__What you need to do__: Set out the material below as a numbered list with one entry per line. Skip blank lines and leave out the pictures.

** Start of Data excerpts **

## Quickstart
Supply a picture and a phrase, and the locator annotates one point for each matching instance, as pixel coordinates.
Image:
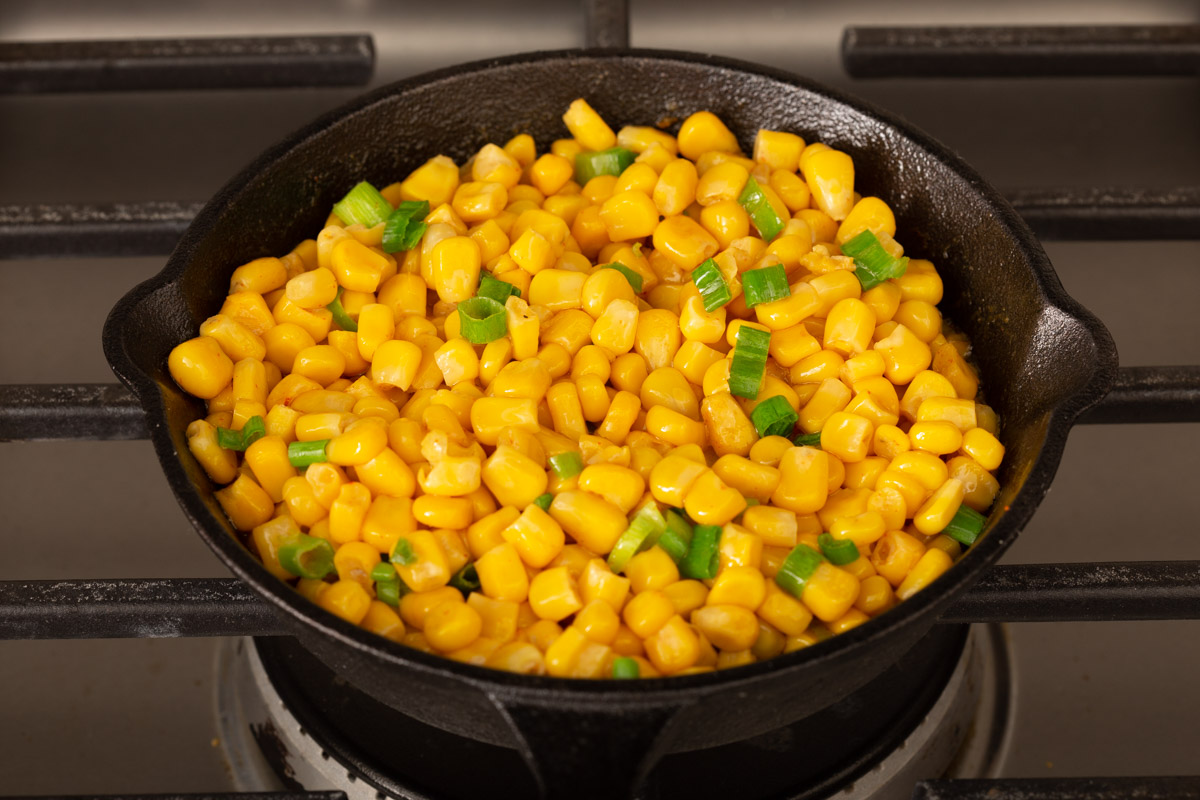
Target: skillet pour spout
(1043, 360)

** End of Data excerpts **

__Answer for the task__:
1. ## Quickstart
2. Supply a picture and a phrase, and the locator annotates one point for each matching instance, as pixel coordinates.
3. Image:
4. Target: skillet pour spout
5. (1043, 360)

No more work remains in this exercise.